The Tafuna-Leone Plain forms the largest contiguous expanse of level, developable land in American Sāmoa. It is the only significant flat land on Tutuila Island. Much of Tutuila Island, especially its mountainous northern region, consists of older volcanic formations characterized by low permeability. In contrast, the Tafuna-Leone Plain in the southwest is composed of more recent volcanic rocks with higher permeability.

Most of the lowland rainforest on the Tafuna-Leone Plain has been cleared, with only a few remaining fragments scattered across the area. Adjacent to the Fatuoaiga Catholic Church Center and the Tia Seu Lupe Historic Monument at Ottoville, a 20-acre reserve protects the island's last remaining lowland rainforest on Tutuila.

It is the largest expanse of level terrain on Tutuila Island, covering approximately 35 square kilometers (13.5 sq. mi.). Formed by extrusive volcanic activity that overlaid an older eroded surface, it contains the island's only extensive aquifer.

+===+

• [What to work on]
[a] Answer these questions using the text about the Tafuna-Leone Plain:
(i) On which island is the plain the only significant flat land?
(ii) How large is the reserve next to the Fatuoaiga Catholic Church Center?
(iii) About how much area does the plain cover?
[b] Based on the text about the Tafuna-Leone Plain, explain in one to three sentences why the 20-acre reserve at Ottoville matters.
[c] Extend the text about the Tafuna-Leone Plain with a few sentences that pick up right after its last sentence.
The material that comes next is from a separate source.

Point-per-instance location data
+===+

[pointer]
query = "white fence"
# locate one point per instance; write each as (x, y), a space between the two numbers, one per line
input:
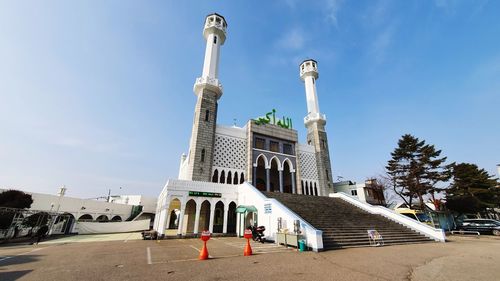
(431, 232)
(249, 195)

+===+

• [Answers provided]
[a]
(i) Tutuila Island
(ii) 20 acres
(iii) About 35 square kilometers (13.5 sq. mi.)

[b] Most of the lowland rainforest on the plain has been cleared, and only a few scattered fragments remain. The reserve protects the island's last remaining lowland rainforest on Tutuila.

[c]
==Geography==
Its terrain includes numerous hills rising more than 183 meters (600 ft.), formed by Holocene volcanic eruptions overlying a preexisting barrier reef. Much of the island's industry and population are concentrated on the plain's relatively flat areas. Pago Pago International Airport occupies a low-lying section in the southeast, where rainfall averages approximately 118 inches per year. Between 1970 and 2004, annual precipitation at the airport varied by as much as 46 inches above average (in 1981) and 61 inches below average during the 1997–98 El Niño event. Urbanization—consisting of low buildings and paved roads—occurs primarily in the eastern portion near the airport.

Located on Tutuila Island's southwestern coast, the Tafuna-Leone Plain exhibits the island's gentlest topography, featuring approximately 200 meters of relief. The landscape formed during the Holocene, when volcanic eruptions buried portions of an older barrier reef.